## What is being asked:
Write out every line of the material below again, requests included, and shift each coordinate value in the answers by adding 78 to it.

(Position annotation records)
— START —

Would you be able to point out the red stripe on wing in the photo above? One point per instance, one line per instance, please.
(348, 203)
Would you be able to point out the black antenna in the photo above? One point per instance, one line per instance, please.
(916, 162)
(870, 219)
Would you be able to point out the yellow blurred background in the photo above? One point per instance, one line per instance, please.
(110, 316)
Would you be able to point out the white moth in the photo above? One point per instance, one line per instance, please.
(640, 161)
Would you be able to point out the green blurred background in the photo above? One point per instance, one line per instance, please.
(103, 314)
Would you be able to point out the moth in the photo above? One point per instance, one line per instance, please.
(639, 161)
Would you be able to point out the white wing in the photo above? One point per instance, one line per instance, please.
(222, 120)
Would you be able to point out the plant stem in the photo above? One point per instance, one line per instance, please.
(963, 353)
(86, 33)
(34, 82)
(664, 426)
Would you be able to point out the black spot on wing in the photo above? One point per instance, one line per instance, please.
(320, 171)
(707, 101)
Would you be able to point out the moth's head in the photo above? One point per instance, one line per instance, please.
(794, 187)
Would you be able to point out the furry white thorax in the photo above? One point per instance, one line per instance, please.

— END —

## Solution to this task:
Would you be able to point out the red stripe on wing in the photo above? One point per instance, one line per instance, please.
(426, 281)
Would you be able to point out the black antenna in the photo above? One point per instance, one line per instance, please.
(994, 240)
(948, 297)
Would you be able to point out the yellow blurred background in the photo above? One point per instance, one line per instance, please.
(188, 394)
Would you be able to point out the white moth in the photo above? One point per instance, one line per instance, please.
(718, 239)
Would you be able to point out the green blurred background in the photo above? One point per instance, one line per instance, please.
(181, 392)
Would you be able to point out the moth in the photo above? One point per instance, one line per instance, please.
(717, 239)
Would you be able to point out the white wing in the photo above? One point per instance, one line per instance, please.
(300, 198)
Would you be able to point out the plant stem in the photo above? One point per instance, one line per instance, please.
(1041, 431)
(164, 111)
(112, 160)
(742, 504)
Would you be able to point out the black spot on wing in the photo above? One point per instance, one line per instance, please.
(398, 249)
(785, 179)
Would you be able to point out the moth's head in the photo above? One point per instance, one line per instance, please.
(872, 265)
Would you be able to point out the furry white thorax in the photo above? One point per instance, one line per instance, please.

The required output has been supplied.